*Your task*
List every line below that contains the word "cream", matching case exactly.

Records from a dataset
- - -
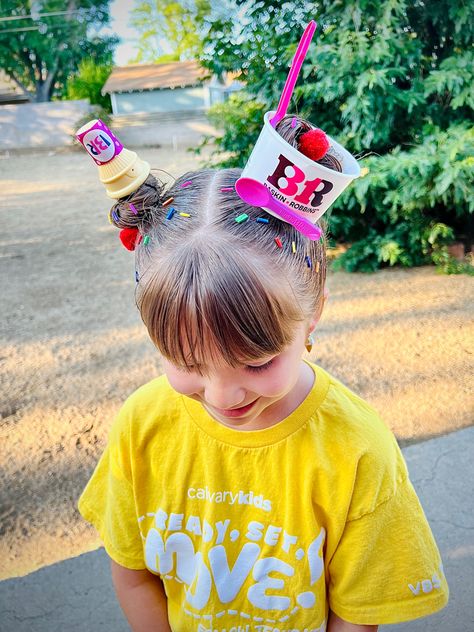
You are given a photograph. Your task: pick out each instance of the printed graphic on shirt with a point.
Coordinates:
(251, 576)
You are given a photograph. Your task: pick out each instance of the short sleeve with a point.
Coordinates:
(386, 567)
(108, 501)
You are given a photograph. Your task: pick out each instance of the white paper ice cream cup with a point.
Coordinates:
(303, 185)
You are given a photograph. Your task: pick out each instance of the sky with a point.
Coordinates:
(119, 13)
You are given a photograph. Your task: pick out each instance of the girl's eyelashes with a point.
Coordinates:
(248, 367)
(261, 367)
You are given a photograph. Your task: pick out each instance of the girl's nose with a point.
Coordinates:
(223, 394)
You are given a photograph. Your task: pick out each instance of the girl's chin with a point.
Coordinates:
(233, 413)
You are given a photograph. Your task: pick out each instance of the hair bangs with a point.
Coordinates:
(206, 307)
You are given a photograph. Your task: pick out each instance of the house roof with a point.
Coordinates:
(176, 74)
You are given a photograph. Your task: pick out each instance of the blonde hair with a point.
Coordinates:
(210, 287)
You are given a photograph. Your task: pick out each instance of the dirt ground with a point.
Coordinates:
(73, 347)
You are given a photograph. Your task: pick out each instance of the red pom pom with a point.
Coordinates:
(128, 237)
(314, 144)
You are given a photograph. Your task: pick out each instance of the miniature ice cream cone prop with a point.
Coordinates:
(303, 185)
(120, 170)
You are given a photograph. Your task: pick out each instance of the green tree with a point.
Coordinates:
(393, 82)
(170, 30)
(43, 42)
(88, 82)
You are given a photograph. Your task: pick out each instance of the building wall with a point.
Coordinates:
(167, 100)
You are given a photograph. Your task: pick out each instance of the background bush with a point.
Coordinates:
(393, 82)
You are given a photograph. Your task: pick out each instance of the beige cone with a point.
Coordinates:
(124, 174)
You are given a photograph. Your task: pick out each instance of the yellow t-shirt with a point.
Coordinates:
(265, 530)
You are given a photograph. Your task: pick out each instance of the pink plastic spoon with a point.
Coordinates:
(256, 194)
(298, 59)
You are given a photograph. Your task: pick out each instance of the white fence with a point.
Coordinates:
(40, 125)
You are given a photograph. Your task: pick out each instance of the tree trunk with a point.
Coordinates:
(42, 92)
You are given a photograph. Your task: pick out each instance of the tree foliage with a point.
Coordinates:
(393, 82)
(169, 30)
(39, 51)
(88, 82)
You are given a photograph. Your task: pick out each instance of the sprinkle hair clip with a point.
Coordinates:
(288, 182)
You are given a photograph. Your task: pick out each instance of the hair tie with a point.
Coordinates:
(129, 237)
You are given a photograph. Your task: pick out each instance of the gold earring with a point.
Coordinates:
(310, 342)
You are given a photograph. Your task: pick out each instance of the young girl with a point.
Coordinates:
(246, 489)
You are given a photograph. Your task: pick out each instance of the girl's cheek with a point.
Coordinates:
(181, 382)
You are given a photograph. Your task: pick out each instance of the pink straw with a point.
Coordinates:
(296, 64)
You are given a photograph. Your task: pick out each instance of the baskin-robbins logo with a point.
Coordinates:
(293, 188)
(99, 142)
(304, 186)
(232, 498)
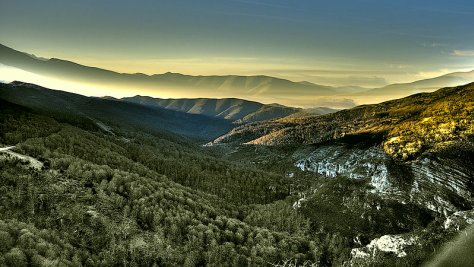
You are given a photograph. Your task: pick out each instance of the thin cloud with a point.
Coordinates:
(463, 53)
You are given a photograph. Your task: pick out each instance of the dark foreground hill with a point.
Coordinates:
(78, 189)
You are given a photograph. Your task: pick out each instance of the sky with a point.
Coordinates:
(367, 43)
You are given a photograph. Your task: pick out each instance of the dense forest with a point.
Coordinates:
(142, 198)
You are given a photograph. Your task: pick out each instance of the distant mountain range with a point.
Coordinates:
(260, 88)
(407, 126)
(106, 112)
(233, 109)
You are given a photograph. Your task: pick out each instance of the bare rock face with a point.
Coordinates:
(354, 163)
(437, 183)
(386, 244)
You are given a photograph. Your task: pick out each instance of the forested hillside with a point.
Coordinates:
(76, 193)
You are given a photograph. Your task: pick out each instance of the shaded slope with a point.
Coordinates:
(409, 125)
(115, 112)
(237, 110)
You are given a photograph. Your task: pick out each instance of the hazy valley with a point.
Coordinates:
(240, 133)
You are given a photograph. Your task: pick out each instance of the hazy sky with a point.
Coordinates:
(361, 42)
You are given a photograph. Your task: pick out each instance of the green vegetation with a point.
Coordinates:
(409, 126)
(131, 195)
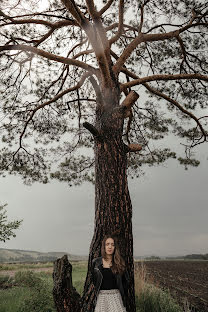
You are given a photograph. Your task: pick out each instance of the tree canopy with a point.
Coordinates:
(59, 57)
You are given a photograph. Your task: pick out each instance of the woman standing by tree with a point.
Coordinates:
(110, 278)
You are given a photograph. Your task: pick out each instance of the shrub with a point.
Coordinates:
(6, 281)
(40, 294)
- - -
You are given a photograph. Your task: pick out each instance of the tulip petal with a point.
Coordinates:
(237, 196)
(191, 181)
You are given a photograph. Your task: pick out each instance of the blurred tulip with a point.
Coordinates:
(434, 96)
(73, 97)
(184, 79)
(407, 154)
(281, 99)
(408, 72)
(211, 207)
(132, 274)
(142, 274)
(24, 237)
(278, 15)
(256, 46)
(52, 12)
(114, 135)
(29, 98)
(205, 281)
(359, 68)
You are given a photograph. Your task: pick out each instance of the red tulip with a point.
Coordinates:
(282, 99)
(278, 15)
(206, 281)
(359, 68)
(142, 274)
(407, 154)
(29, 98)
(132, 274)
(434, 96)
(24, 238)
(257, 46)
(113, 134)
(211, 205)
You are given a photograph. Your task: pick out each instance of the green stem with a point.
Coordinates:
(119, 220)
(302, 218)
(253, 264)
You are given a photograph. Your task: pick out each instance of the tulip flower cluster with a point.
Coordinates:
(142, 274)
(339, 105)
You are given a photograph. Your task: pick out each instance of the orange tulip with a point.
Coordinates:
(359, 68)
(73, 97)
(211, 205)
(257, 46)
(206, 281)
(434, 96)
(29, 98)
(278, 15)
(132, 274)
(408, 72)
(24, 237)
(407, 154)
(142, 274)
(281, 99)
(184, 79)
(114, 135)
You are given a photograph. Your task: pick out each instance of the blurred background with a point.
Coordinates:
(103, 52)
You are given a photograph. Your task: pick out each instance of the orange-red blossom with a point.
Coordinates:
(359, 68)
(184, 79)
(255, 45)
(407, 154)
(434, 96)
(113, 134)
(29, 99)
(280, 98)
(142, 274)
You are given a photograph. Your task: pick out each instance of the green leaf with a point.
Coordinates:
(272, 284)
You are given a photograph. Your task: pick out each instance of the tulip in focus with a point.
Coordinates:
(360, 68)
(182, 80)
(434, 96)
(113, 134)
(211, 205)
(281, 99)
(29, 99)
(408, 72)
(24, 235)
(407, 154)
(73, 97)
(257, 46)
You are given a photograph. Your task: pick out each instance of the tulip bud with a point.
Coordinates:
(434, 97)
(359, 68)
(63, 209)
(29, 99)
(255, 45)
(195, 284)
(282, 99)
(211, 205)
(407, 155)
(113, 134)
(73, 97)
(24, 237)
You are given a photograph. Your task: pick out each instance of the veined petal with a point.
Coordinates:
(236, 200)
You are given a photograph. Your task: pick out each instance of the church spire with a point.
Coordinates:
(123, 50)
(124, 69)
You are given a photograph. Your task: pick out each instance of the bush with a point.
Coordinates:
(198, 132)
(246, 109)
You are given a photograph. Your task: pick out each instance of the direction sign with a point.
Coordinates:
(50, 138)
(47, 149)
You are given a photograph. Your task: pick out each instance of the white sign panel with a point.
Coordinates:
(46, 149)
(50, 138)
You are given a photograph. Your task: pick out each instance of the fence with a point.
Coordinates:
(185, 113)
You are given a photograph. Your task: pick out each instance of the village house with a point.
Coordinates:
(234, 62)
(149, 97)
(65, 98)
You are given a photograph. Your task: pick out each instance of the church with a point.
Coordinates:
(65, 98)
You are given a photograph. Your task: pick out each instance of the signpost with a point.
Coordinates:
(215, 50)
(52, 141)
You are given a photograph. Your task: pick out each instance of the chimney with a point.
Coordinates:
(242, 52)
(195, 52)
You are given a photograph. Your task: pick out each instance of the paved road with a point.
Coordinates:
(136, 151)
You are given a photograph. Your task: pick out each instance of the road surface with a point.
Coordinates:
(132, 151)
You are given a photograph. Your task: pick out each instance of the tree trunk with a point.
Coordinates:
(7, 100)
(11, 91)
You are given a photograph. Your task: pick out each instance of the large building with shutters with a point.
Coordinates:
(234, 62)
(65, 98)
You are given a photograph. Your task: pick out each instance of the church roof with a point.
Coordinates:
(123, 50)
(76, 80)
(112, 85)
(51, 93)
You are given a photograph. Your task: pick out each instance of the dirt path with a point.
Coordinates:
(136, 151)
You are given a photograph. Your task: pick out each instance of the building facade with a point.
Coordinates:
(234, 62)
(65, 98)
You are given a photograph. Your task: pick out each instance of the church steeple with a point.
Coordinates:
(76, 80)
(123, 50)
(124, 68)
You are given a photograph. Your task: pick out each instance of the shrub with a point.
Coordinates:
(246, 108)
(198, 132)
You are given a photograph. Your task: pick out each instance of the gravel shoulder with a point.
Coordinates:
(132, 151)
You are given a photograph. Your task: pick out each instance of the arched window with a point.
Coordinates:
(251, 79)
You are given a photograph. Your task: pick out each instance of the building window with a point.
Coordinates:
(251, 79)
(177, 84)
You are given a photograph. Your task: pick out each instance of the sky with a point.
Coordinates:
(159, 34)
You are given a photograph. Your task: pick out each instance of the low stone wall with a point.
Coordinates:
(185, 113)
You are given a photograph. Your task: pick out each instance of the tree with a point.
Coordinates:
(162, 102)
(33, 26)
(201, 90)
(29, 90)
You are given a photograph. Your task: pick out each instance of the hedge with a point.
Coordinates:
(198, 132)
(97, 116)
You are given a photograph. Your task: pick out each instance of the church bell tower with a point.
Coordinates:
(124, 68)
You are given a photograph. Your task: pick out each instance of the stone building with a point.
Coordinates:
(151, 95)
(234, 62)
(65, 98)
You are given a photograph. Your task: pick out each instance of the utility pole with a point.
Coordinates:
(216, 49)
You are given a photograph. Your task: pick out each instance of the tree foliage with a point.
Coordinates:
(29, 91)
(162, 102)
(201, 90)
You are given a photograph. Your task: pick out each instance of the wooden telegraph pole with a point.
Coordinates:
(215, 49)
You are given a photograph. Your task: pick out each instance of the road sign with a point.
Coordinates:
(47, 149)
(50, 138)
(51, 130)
- - -
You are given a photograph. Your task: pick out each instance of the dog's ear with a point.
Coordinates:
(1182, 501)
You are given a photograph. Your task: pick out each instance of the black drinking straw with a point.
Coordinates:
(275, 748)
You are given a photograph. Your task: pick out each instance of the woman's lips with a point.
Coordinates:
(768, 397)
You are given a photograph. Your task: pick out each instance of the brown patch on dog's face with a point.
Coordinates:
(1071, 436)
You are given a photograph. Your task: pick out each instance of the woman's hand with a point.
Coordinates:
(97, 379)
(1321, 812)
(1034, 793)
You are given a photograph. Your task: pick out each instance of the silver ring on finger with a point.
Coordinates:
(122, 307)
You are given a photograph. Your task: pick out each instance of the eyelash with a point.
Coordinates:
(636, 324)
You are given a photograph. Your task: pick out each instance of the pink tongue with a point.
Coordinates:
- - -
*Finished answer*
You are given a photograph. Your task: pick out each instance of the white paper ice cream cup with a point.
You are given a photograph. Your task: pick out each instance of the miniature ice cream cone prop with a point.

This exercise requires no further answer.